◆ Aufgabe A
Gib die Zeilen der Einträge von der Zeile mit "Task: locate the brick column" bis zur Zeile mit "x=221 y=168" einschließlich beider Grenzen als nummerierte Liste wieder. Leerzeilen entfallen.

◆ Text
07. März 1997, Freitag, Saigon

 

Ein sehr gutes Frühstück! So hatte ich mir ein Palace Hotel vorgestellt: Großes Frühstuckbüfett, ein weiter, heller Raum, nach außen offen, Bäume, Wasser, Bonsais. Von den zwischen den Bäumen röhrenden Hirschen aus Pappmaché mal abgesehen, eine wirklich angenehme, aber betont europäische Atmosphäre. Tee mit dicker, gesüßter Kaffeesahne, aber nicht aus Glastassen wie bei Caroline in TukTuk auf Sumatra ... Ich habe gut geschlafen, trotz dem lauten Cooler, der in der Nacht gelaufen ist. Am Morgen um 6 Uhr ist es auch draußen angenehm frisch - 24 Grad. Jetzt um 8 Uhr haben wir eine gute Sicht auf das Land hinter dem Saigon River, das Mekong-Delta. Der Himmel ist bedeckt, aber nur locker, die Sonne ist zu sehen. Lauter Straßenlärm dringt bis in den 12. Stock. Die Leute können das Hupen nicht lassen.

8 Uhr, Palace Hotel. Mit einem sehr hart gefederten Minibus fahren wir für je 27 US$ nach Cu Chi. Wir wollen die Tunnelanlagen des Viet Cong besichtigen. Diese Gegend hier ist das Gebiet, was von den Amerikanern am meisten bombardiert, verbrannt und vergiftet worden ist. Gesiegt haben trotzdem die Vietnamesen, sie hatten die bessere Motivation und unschätzbare Landeskenntnisse. So konnten sie über weite Strecken mit primitiven, selbst gebastelten Waffen, Katze und Maus mit den hochgerüsteten Amis spielen.

◆ Aufgabe B
Überarbeite den Abschnitt des Textes von "Ein sehr gutes" bis "Hupen nicht lassen.", indem du ihn wiedergibst und dabei "Tee" durch "Kaffee" ersetzt.

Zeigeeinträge
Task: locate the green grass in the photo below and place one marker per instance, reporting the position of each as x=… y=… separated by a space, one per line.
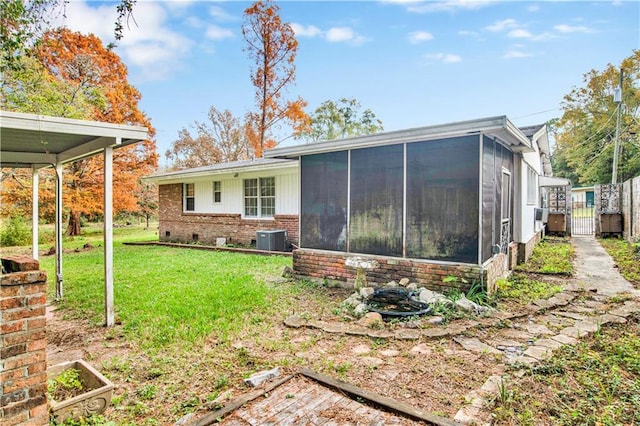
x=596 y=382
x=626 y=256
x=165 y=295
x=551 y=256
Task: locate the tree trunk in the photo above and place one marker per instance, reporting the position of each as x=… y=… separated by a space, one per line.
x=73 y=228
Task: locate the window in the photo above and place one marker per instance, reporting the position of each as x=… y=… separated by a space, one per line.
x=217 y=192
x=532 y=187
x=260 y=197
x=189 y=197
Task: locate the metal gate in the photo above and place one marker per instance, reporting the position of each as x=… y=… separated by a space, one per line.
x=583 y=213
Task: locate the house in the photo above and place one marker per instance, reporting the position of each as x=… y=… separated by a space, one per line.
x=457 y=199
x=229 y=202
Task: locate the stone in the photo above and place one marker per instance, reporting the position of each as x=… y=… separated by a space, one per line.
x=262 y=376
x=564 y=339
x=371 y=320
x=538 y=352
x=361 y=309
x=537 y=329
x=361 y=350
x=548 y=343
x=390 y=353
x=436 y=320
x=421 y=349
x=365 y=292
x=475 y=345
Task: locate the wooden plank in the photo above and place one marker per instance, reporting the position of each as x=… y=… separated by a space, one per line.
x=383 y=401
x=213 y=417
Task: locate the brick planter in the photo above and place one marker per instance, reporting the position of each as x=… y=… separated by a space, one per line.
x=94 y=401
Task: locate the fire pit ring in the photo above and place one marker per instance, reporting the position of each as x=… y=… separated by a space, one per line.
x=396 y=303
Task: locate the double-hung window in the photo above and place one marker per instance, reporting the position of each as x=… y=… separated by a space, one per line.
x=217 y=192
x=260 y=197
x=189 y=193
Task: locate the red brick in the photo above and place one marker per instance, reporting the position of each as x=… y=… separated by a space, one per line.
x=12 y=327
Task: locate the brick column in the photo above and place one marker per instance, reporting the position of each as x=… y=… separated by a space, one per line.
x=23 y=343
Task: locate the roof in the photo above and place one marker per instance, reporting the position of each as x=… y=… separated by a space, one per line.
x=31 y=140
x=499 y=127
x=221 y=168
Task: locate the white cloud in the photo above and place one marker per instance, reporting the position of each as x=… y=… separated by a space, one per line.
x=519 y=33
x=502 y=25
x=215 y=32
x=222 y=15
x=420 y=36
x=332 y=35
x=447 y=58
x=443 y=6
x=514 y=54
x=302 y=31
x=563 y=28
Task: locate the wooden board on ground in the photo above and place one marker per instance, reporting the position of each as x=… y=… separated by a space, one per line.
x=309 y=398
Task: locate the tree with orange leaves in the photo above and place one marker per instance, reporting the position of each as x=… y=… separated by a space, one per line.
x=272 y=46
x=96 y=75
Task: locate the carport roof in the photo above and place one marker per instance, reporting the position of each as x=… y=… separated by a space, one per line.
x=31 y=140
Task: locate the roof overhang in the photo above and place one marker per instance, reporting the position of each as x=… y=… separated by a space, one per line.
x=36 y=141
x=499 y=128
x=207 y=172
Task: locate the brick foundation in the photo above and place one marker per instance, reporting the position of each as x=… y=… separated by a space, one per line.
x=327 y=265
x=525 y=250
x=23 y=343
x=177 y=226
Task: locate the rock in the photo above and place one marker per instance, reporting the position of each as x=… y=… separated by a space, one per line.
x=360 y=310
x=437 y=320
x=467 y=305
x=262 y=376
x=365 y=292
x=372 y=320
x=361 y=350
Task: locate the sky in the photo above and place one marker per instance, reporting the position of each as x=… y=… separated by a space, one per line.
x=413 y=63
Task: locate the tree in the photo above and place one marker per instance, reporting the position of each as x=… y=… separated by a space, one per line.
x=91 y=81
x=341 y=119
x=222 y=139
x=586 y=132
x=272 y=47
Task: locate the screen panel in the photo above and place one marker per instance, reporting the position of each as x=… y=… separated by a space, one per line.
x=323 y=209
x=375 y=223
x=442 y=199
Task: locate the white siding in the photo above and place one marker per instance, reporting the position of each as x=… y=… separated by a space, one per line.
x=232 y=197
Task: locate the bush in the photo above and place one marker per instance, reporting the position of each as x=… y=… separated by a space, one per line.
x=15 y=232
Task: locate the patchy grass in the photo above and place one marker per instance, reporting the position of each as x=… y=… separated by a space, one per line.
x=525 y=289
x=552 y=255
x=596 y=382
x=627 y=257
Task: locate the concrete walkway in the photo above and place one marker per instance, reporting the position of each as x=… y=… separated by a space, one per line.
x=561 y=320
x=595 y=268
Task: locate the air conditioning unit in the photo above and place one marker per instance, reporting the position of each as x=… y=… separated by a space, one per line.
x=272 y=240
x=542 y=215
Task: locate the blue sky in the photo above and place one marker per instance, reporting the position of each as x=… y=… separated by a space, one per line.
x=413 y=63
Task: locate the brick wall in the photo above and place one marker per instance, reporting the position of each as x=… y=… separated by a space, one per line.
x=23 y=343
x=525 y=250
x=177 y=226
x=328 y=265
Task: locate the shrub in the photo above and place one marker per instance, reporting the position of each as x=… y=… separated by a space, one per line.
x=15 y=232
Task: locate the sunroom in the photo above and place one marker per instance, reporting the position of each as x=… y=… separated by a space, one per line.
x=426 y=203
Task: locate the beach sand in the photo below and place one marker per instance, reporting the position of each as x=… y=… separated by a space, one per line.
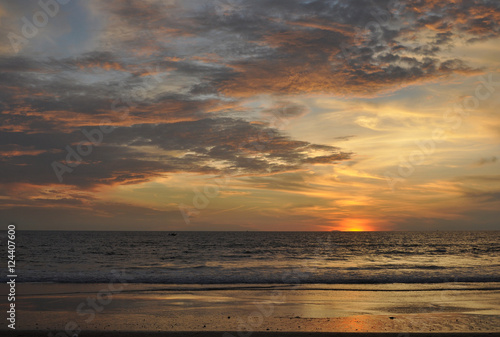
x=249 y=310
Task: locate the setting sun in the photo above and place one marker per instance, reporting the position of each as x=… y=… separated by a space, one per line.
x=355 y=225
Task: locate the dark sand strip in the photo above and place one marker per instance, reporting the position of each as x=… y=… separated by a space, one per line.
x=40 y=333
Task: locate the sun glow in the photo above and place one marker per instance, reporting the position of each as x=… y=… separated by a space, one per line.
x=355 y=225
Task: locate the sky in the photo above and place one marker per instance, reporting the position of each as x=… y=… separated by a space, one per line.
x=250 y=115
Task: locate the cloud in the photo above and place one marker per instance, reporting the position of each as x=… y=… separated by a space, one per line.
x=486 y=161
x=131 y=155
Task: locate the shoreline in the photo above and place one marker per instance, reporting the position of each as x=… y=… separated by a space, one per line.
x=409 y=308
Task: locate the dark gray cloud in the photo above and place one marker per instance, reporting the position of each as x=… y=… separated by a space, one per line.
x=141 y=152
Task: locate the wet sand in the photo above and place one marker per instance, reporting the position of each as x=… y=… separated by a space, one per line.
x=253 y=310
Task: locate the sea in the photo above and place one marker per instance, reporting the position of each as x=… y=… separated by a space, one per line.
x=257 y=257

◆ Vollständige Lösung A
1. Task: locate the brick column in the photo above and place one marker per instance, reporting the position of each as x=… y=… separated by a space, one per line.
2. x=23 y=343
3. Task: locate the roof in the photo above and place one marker per instance, reporting the position of each as x=… y=… separated by a space, one per line.
4. x=31 y=140
5. x=499 y=127
6. x=221 y=168

◆ Vollständige Lösung B
Ein sehr gutes Frühstück! So hatte ich mir ein Palace Hotel vorgestellt: Großes Frühstuckbüfett, ein weiter, heller Raum, nach außen offen, Bäume, Wasser, Bonsais. Von den zwischen den Bäumen röhrenden Hirschen aus Pappmaché mal abgesehen, eine wirklich angenehme, aber betont europäische Atmosphäre. Kaffee mit dicker, gesüßter Kaffeesahne, aber nicht aus Glastassen wie bei Caroline in TukTuk auf Sumatra ... Ich habe gut geschlafen, trotz dem lauten Cooler, der in der Nacht gelaufen ist. Am Morgen um 6 Uhr ist es auch draußen angenehm frisch - 24 Grad. Jetzt um 8 Uhr haben wir eine gute Sicht auf das Land hinter dem Saigon River, das Mekong-Delta. Der Himmel ist bedeckt, aber nur locker, die Sonne ist zu sehen. Lauter Straßenlärm dringt bis in den 12. Stock. Die Leute können das Hupen nicht lassen.